▸ **Goal 1**: Turn the lines of the entries into a JSON list of strings, starting at the line that has "object | turquoise sea water" and ending at the end of the entries. Use one string per line, skip blank lines, and leave out the pictures.

━━━━━ Reading text ━━━━━

Greater Bengaluru Authority suspends six revenue officials for issuing khatas in illegal layouts

Bengaluru: The Greater Bengaluru Authority (GBA) has suspended six revenue officials after a probe found they had issued khata entries for plots in unauthorised layouts — a move the authority says is part of a wider drive to clean up land records and curb khata fraud. The suspensions follow a citizen complaint that exposed irregular entries and raised fresh questions about how illegal layouts get legitimised through manipulated paperwork.

What happened

The inquiry was triggered by a complaint by a resident— named in filings as Mohan Babu in April 2025. The complaint prompted the GBA’s revenue wing to investigate khata entries made for plots in Naganathapura village, Bengaluru South. Investigators found that the revenue officials had recorded 128 plot entries linked to a private developer without proper legal documents such as registered sale deeds or approvals from planning authorities. Based on the probe, three assistant revenue officers, one revenue officer and two second-division assistants were suspended pending further departmental and legal action.

GBA officials say the records show deliberate manipulation. Entries were added to both physical registers and the electronic system using self-affidavits rather than the statutory documents required under the Karnataka Land Revenue Act and related laws. The authority has framed the action as a warning to staff and outsiders who collude to create fake khatas.

Why khatas matter

A khata is a crucial revenue document in Karnataka. It records property ownership and is needed for paying property tax and accessing many municipal services. In Bengaluru — where urban growth has rapidly outpaced planning — khatas also act as a stepping stone toward regularising land and property. That makes fraudulent khatas attractive to land speculators and developers who want to convert unauthorised layouts into marketable plots. The GBA action highlights how fragile land-record integrity can be when checks are bypassed.

Issuing khatas without the required approvals can also violate the Karnataka Town and Country Planning Act and the Registration Act. The GBA has pointed to a BBMP circular from October 2024 that barred khata issuance for unapproved layouts — a rule the suspended officials are accused of ignoring. By acting now, the authority signals it will pursue both administrative and criminal remedies where warranted.

Wider context: tightening the noose on land fraud

This suspension of the six revenue officials comes amid a broader scrutiny of revenue records across the Bengaluru region. Recent digitisation drives and audits have unearthed multiple instances of tampering and collusion. In Anekal taluk — for example — a separate investigation uncovered a multi-year scheme that led to criminal cases against 16 revenue officials involved in forging land records. That case illustrated how systemic fraud can spread if oversight lapses. The GBA’s action appears to be part of a pattern of renewed enforcement after those revelations.

At the same time, the state government has floated policy measures to balance citizens’ rights and planning norms. Officials have, at various points, discussed mechanisms like a one-time settlement or regulated regularisation frameworks for certain B-khata properties. Those debates reflect the tension between protecting bona fide homeowners in unauthorised layouts and preventing a market that rewards illegal conversion of agricultural or open land into speculative plots.

━━━━━ The input ━━━━━

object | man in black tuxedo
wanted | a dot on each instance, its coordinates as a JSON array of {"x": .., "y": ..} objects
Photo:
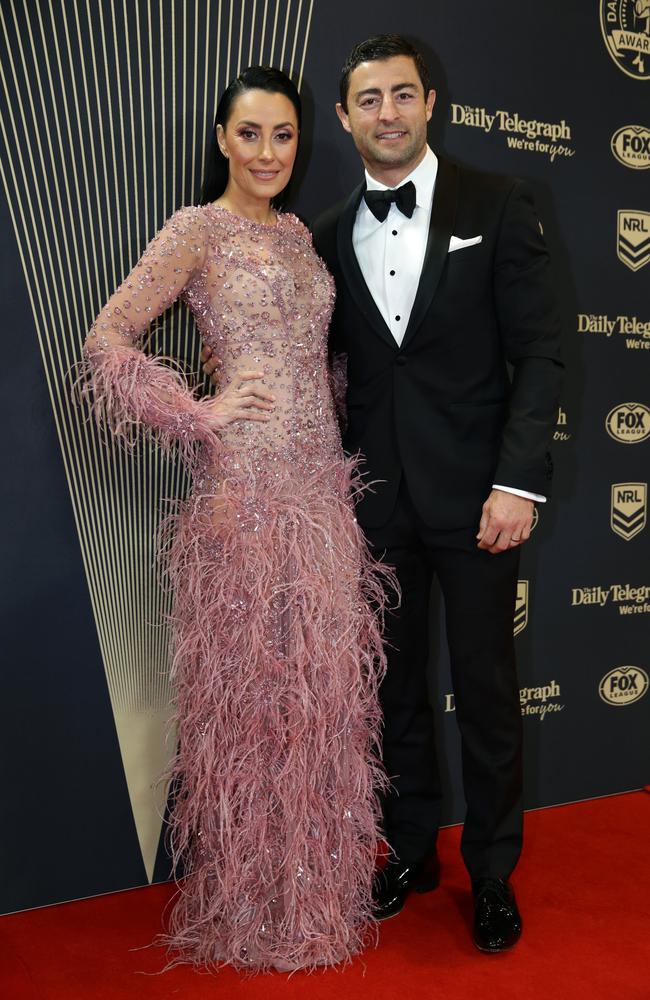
[{"x": 443, "y": 280}]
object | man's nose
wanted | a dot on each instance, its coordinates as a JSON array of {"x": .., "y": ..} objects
[{"x": 388, "y": 111}]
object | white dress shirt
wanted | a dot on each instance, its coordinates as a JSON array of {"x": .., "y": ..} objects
[{"x": 391, "y": 256}]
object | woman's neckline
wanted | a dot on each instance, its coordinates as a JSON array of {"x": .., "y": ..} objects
[{"x": 245, "y": 219}]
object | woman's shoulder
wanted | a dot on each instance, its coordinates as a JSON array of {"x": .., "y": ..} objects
[
  {"x": 297, "y": 226},
  {"x": 188, "y": 218}
]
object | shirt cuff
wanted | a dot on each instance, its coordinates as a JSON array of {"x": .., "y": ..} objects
[{"x": 520, "y": 493}]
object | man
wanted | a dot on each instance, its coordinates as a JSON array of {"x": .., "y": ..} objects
[{"x": 442, "y": 280}]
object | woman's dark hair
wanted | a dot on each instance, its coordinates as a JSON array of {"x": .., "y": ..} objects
[
  {"x": 381, "y": 47},
  {"x": 273, "y": 81}
]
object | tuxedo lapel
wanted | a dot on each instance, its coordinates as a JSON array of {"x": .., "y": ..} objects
[
  {"x": 351, "y": 270},
  {"x": 441, "y": 226}
]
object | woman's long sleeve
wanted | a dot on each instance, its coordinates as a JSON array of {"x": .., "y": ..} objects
[{"x": 130, "y": 390}]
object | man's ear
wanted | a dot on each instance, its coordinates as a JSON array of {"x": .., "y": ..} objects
[
  {"x": 343, "y": 117},
  {"x": 431, "y": 100}
]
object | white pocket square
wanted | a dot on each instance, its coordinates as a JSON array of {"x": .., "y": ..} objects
[{"x": 455, "y": 243}]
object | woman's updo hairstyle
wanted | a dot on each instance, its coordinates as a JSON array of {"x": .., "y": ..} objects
[{"x": 273, "y": 81}]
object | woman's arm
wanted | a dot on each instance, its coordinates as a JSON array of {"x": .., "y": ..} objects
[{"x": 131, "y": 391}]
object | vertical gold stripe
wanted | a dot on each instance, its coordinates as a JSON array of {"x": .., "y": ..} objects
[
  {"x": 304, "y": 48},
  {"x": 261, "y": 58},
  {"x": 275, "y": 29},
  {"x": 284, "y": 36}
]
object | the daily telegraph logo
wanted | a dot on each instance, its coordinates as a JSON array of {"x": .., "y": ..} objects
[
  {"x": 626, "y": 598},
  {"x": 561, "y": 432},
  {"x": 623, "y": 685},
  {"x": 527, "y": 134},
  {"x": 628, "y": 509},
  {"x": 535, "y": 701},
  {"x": 635, "y": 331},
  {"x": 521, "y": 607},
  {"x": 628, "y": 423},
  {"x": 631, "y": 146},
  {"x": 625, "y": 25},
  {"x": 633, "y": 237}
]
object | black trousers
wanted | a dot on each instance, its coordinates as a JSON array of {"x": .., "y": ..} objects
[{"x": 479, "y": 591}]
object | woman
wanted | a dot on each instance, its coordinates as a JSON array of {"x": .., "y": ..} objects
[{"x": 277, "y": 654}]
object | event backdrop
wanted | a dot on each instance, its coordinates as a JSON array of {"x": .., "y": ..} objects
[{"x": 106, "y": 109}]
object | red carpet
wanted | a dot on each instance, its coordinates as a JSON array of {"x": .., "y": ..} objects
[{"x": 583, "y": 886}]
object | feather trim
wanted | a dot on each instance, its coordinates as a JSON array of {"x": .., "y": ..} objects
[
  {"x": 131, "y": 393},
  {"x": 277, "y": 662}
]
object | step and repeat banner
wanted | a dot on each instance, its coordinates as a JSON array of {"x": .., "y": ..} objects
[{"x": 105, "y": 113}]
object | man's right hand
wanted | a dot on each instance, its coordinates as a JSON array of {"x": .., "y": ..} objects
[{"x": 210, "y": 362}]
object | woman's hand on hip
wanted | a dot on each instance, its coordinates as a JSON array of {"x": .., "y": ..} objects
[{"x": 244, "y": 399}]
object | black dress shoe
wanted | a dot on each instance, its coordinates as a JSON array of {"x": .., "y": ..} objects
[
  {"x": 497, "y": 921},
  {"x": 398, "y": 878}
]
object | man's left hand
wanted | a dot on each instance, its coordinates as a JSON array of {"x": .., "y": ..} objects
[{"x": 505, "y": 523}]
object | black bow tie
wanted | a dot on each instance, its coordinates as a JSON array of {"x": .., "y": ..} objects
[{"x": 379, "y": 202}]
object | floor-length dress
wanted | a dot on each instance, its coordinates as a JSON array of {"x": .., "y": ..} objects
[{"x": 277, "y": 651}]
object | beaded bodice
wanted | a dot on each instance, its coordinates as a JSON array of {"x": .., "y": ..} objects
[{"x": 262, "y": 300}]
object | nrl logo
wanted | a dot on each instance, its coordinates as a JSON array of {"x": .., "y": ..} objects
[
  {"x": 633, "y": 238},
  {"x": 628, "y": 511},
  {"x": 625, "y": 25},
  {"x": 628, "y": 422},
  {"x": 521, "y": 607}
]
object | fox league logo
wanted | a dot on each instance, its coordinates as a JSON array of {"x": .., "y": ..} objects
[
  {"x": 633, "y": 237},
  {"x": 623, "y": 685},
  {"x": 628, "y": 422},
  {"x": 625, "y": 25},
  {"x": 628, "y": 509},
  {"x": 521, "y": 607},
  {"x": 631, "y": 146}
]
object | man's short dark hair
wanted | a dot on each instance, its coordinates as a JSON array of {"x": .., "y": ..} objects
[{"x": 381, "y": 47}]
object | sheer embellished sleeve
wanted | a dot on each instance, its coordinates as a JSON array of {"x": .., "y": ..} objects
[{"x": 129, "y": 390}]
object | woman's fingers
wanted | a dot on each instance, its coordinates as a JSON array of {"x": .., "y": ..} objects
[{"x": 250, "y": 415}]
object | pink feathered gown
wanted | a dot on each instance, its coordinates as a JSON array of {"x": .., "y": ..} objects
[{"x": 277, "y": 653}]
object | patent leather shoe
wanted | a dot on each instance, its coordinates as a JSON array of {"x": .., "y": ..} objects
[
  {"x": 497, "y": 921},
  {"x": 393, "y": 884}
]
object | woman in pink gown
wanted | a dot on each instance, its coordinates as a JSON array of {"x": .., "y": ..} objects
[{"x": 277, "y": 653}]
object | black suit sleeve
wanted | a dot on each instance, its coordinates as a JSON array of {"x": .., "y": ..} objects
[{"x": 529, "y": 325}]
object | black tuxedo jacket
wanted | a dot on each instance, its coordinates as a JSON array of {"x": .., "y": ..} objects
[{"x": 444, "y": 410}]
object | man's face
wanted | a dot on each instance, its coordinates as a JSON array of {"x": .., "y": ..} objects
[{"x": 387, "y": 113}]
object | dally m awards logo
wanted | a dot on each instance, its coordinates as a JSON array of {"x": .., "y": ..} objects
[
  {"x": 625, "y": 25},
  {"x": 521, "y": 607},
  {"x": 633, "y": 237},
  {"x": 631, "y": 146},
  {"x": 623, "y": 685},
  {"x": 628, "y": 422},
  {"x": 629, "y": 508},
  {"x": 561, "y": 432}
]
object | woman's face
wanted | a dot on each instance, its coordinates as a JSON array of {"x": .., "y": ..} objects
[{"x": 260, "y": 140}]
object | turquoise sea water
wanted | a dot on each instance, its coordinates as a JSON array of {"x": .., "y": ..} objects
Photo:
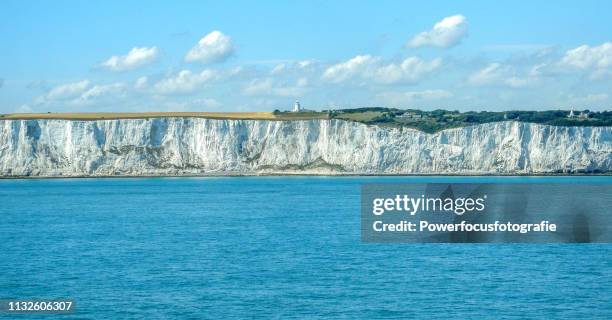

━━━━━

▸ **Goal 2**: Continue the article on the khata suspensions in Bengaluru from the point where it stops.

▸ **Task output 1**:
[
  "object | turquoise sea water",
  "wanted | a dot on each instance, its coordinates as a JSON array of {\"x\": .., \"y\": ..} objects",
  "Photo:"
]

▸ **Task output 2**:
What the GBA said

GBA chief commissioner Maheshwar Rao confirmed the suspensions and said the authority would continue both departmental inquiries and legal action where necessary. The GBA also urged citizens to report suspicious khata issuances and warned that khatas created through fraudulent processes are liable to cancellation. Officials framed the move as a zero-tolerance step against anyone — inside or outside the system — who attempts to bypass statutory safeguards.

Impact on homeowners and buyers

For genuine homeowners living in unauthorised layouts, the news is double-edged. On one hand, stricter enforcement helps protect property buyers from being sold plots that later turn out to be illegal or unusable. On the other hand, people who bought sites in good faith — sometimes years earlier — face uncertainty when records are reopened and khatas questioned. That political and social reality helps explain why state policymakers have sometimes considered limited regularisation options for older developments while tightening rules against new unauthorised layouts.

Buyers and sellers should exercise caution. Anyone transacting in Bengaluru land should insist on seeing registered sale deeds, approved layout plans from the competent planning authority and valid NOCs before relying solely on khata entries. Legal advice and title searches can prevent costly disputes later. The GBA’s statement reinforces this best practice: paperwork alone can be manipulated if other approvals are missing.

What happens next

The suspended revenue officials face departmental proceedings that could lead to dismissal or criminal prosecution depending on the outcomes of the internal probe and any police complaints. The GBA has said it will seek to cancel any khatas found to be created through fraud and will tighten internal controls to prevent similar abuses. Observers expect the authority to roll out more stringent verification steps for khata issuance and closer monitoring of electronic land-record updates.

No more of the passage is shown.